### [WHAT IS BEING ASKED]
Reproduce every record below exactly as written, leaving out any pictures.
##### RAW RECORDS #####
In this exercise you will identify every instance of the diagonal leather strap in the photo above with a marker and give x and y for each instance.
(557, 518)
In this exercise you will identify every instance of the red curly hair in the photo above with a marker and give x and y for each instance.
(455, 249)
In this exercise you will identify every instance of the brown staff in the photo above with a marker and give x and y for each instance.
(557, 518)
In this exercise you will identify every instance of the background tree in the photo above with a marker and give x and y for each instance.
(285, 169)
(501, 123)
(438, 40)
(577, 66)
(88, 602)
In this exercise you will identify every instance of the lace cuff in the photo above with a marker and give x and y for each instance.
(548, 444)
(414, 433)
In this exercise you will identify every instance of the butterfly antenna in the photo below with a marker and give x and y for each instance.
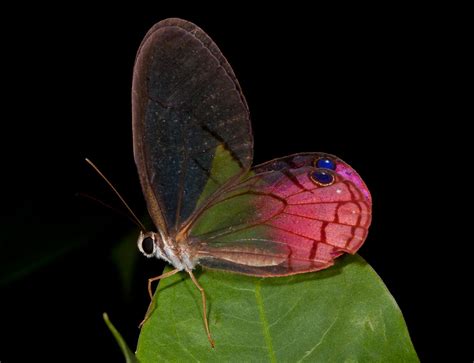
(140, 224)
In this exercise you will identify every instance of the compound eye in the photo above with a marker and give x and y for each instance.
(148, 245)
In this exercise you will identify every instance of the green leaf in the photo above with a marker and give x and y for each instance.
(344, 313)
(127, 353)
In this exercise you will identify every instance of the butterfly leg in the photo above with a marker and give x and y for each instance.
(162, 276)
(204, 308)
(150, 281)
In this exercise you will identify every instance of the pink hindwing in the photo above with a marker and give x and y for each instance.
(292, 215)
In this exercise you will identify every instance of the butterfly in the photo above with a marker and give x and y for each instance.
(193, 148)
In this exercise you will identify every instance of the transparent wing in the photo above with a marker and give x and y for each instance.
(189, 116)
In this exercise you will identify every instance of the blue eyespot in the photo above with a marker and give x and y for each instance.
(322, 177)
(325, 163)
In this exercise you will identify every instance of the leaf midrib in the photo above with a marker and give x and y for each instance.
(264, 322)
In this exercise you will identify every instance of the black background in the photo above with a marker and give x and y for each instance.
(364, 86)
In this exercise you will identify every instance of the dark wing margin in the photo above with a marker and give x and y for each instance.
(187, 105)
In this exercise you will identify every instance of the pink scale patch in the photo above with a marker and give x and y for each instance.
(324, 252)
(302, 226)
(338, 192)
(357, 240)
(348, 213)
(364, 214)
(285, 187)
(338, 234)
(322, 211)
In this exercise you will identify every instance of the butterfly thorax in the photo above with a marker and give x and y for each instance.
(167, 248)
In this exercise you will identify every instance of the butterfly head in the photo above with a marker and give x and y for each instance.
(148, 243)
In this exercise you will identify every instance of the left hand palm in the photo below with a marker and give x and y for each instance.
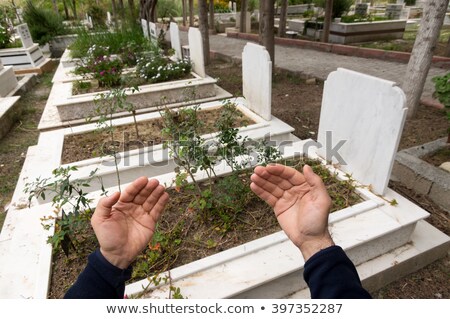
(125, 223)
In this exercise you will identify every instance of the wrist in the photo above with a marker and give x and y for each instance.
(310, 247)
(115, 260)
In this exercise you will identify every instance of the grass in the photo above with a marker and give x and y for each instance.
(13, 147)
(406, 44)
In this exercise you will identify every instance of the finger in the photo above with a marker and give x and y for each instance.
(264, 195)
(312, 178)
(151, 200)
(267, 185)
(105, 204)
(283, 176)
(142, 196)
(158, 208)
(133, 189)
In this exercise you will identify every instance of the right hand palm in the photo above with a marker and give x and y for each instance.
(300, 201)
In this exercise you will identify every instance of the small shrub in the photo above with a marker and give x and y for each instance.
(43, 24)
(98, 16)
(156, 68)
(98, 64)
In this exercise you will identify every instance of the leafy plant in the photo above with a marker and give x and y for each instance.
(43, 24)
(99, 65)
(114, 41)
(69, 200)
(155, 68)
(442, 93)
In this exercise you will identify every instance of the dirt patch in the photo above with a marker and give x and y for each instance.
(98, 143)
(187, 233)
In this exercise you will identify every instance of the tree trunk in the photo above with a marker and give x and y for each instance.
(191, 13)
(55, 7)
(203, 26)
(422, 53)
(122, 10)
(243, 18)
(266, 29)
(132, 10)
(447, 49)
(114, 10)
(66, 10)
(283, 16)
(211, 14)
(327, 21)
(183, 3)
(74, 9)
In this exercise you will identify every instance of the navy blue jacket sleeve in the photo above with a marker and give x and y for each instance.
(330, 274)
(99, 280)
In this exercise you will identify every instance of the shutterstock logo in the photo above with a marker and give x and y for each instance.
(143, 153)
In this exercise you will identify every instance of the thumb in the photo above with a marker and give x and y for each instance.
(105, 204)
(312, 178)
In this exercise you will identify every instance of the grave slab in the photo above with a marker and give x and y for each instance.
(362, 119)
(175, 40)
(25, 35)
(7, 111)
(257, 79)
(144, 25)
(196, 51)
(8, 80)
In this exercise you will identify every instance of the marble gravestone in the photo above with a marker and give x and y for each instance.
(257, 80)
(144, 25)
(361, 122)
(196, 51)
(361, 9)
(394, 11)
(153, 32)
(25, 35)
(175, 40)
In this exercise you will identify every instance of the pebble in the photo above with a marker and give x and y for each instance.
(445, 166)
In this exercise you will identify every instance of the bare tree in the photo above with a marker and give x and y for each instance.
(74, 9)
(422, 52)
(243, 17)
(132, 10)
(283, 16)
(148, 10)
(191, 13)
(327, 21)
(211, 14)
(203, 26)
(266, 28)
(183, 3)
(55, 7)
(66, 10)
(122, 10)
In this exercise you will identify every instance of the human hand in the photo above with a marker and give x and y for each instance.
(301, 204)
(124, 223)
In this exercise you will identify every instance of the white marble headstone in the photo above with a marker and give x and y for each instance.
(144, 25)
(257, 79)
(25, 35)
(153, 32)
(362, 119)
(196, 51)
(175, 40)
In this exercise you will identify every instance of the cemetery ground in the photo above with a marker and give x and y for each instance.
(406, 44)
(298, 104)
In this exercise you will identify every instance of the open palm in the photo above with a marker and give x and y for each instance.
(124, 223)
(300, 202)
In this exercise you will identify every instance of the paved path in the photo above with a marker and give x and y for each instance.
(319, 64)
#####
### [COMPLETED TASK]
In this exercise you will identify every instance of the diagonal leather strap in the photo above with a marker and give x and y for each instance.
(557, 518)
In this exercise you will identify every instance of the red curly hair in the photo above with a marker and give x and y for each instance.
(455, 249)
In this exercise you will identify every instance of the brown staff in the photo above with a marker and give x and y for each instance.
(557, 518)
In this exercise you will identify every instance of the background tree in the photo above with a marker and give x and y for each instance.
(285, 169)
(501, 123)
(438, 40)
(577, 66)
(88, 602)
In this exercise you will identify every instance of the lace cuff in the photo above with a marker and give x and y for each instance.
(548, 444)
(414, 433)
In this exercise you will identify every instance of the butterfly antenna in the photo below with a marker and give x and y for each instance.
(140, 224)
In this exercise you will identify every instance of the compound eye in the photo above with a marker and give x and y for each instance.
(148, 245)
In this exercise you will identify every instance of the green leaf in the photo above with a marker and give x and y for each instance.
(344, 313)
(127, 353)
In this exercise you will identify every instance of the butterfly leg in the photo above with a marker and give x and y for each instance.
(162, 276)
(204, 308)
(150, 281)
In this exercise you will identify every instance of the pink hindwing in the photo above with a marker and give x and y for each instance.
(292, 215)
In this exercise you will identify every instance of the butterfly in the photo above with a marker and give x and y for each instance.
(193, 148)
In this exercise you will identify every instance of the transparent wing in the photo above with a marker and give x and y for each instance.
(189, 116)
In this exercise you will identify every instance of the blue eyespot in the photo above with a marker and give x and y for each instance.
(322, 177)
(325, 163)
In this exercise you will identify every instance of the leaf midrib in the photo above with a marker and give x and y for each instance.
(264, 322)
In this exercise you will identify every instance of the black background in the photo above with a marker and give x and y for each instance.
(364, 86)
In this exercise you will identify every instance of the dark wing margin in the photo above with a marker and give x and y for each instance.
(187, 105)
In this exercise you will identify every instance of the pink scale patch in the photo above with a marker and give x and y for each instance.
(324, 252)
(302, 226)
(338, 192)
(357, 240)
(348, 213)
(364, 214)
(285, 187)
(338, 234)
(322, 211)
In this exercise you will identify every instance of the butterfly thorax in the photo above with a marker and give x and y for each instance.
(167, 248)
In this exercise you will identify every instance of the butterfly head in the photo above with a marker and give x and y for each instance.
(148, 243)
In this exercise you will identify every instance of the left hand palm in the photo below with a marker and give x and y for each instance.
(125, 223)
In this exercise you will identify every instance of the wrist in the photo above with a marker and give x and y for each instance.
(310, 247)
(115, 260)
In this exercise you will identify every instance of the grass in the photo above with a marker and give x and y for each instance.
(13, 147)
(406, 44)
In this exercise you will identify every instance of the finger in the photo above with a marker and give x and y for each instance.
(264, 195)
(312, 178)
(151, 200)
(267, 185)
(105, 204)
(283, 176)
(142, 196)
(158, 208)
(133, 189)
In this exercise you will identify every instance of the right hand palm in the photo above with a marker and give x and y for each instance.
(300, 201)
In this exercise you will identify every instance of the small shrub in the photo above with a marker and give x and y for each instance.
(43, 24)
(98, 16)
(156, 68)
(98, 64)
In this exercise you will identify every instance of the leafy plant in the photo above with a marker and give x and y for each instance.
(43, 24)
(99, 65)
(114, 41)
(69, 200)
(155, 68)
(442, 93)
In this exercise you will identify every instance of the dirt patch in the photo above with a marker and give x and y for each instance.
(98, 143)
(187, 233)
In this exercise you will identify every instance of the tree trunk in the photo above with a marker and give x and y for each instance.
(191, 13)
(55, 7)
(203, 26)
(422, 53)
(122, 10)
(243, 18)
(266, 29)
(132, 10)
(447, 49)
(114, 10)
(66, 10)
(283, 16)
(211, 14)
(327, 21)
(183, 3)
(74, 9)
In this exercise you will identify every instance of the navy blue jacket sleeve in the photo above with a marker and give x and y for each instance.
(330, 274)
(99, 280)
In this exercise you will identify every instance of the shutterstock logo in the photo above with a marker and give x and y for each instance.
(143, 153)
In this exercise you will identify every instance of the thumb in the photo above with a marker and give x and y for each instance.
(105, 204)
(312, 178)
In this exercise you will identify every instance of the grave slab in the photo above with a marker and give x and y for each instance.
(362, 119)
(175, 40)
(25, 35)
(7, 111)
(257, 79)
(144, 25)
(196, 51)
(8, 80)
In this exercise you will identify every instance of the marble gravestone in the photo above with a marker and give x and y for each instance.
(257, 80)
(144, 25)
(361, 122)
(196, 51)
(361, 9)
(394, 11)
(153, 32)
(25, 35)
(175, 40)
In this exercise you will identify every instance of the pebble in the photo above with a marker and give x and y for each instance.
(445, 166)
In this exercise you will identify every instance of the bare tree in the photo above with a marker and give x and y for each instance.
(74, 9)
(422, 52)
(243, 17)
(132, 10)
(283, 16)
(148, 10)
(191, 13)
(327, 21)
(211, 14)
(203, 26)
(266, 28)
(183, 3)
(55, 7)
(66, 10)
(122, 10)
In this exercise you will identify every instance of the human hand in the photo above with a marker and give x and y for each instance.
(301, 204)
(124, 223)
In this exercise you will identify every instance of the white marble headstone in the photo above with a marker and give x and y for each instance.
(144, 25)
(257, 79)
(25, 35)
(153, 32)
(362, 119)
(196, 51)
(175, 40)
In this exercise you will identify every instance of the cemetery ground in the photo above with a marker and give x and y for each instance.
(406, 44)
(298, 104)
In this exercise you will identify every instance of the open palm in the photo above with a marker and give x and y for each instance.
(124, 223)
(300, 202)
In this exercise you will identify every instance of the paved path in the photo above with a marker and give x and y for each instance.
(319, 64)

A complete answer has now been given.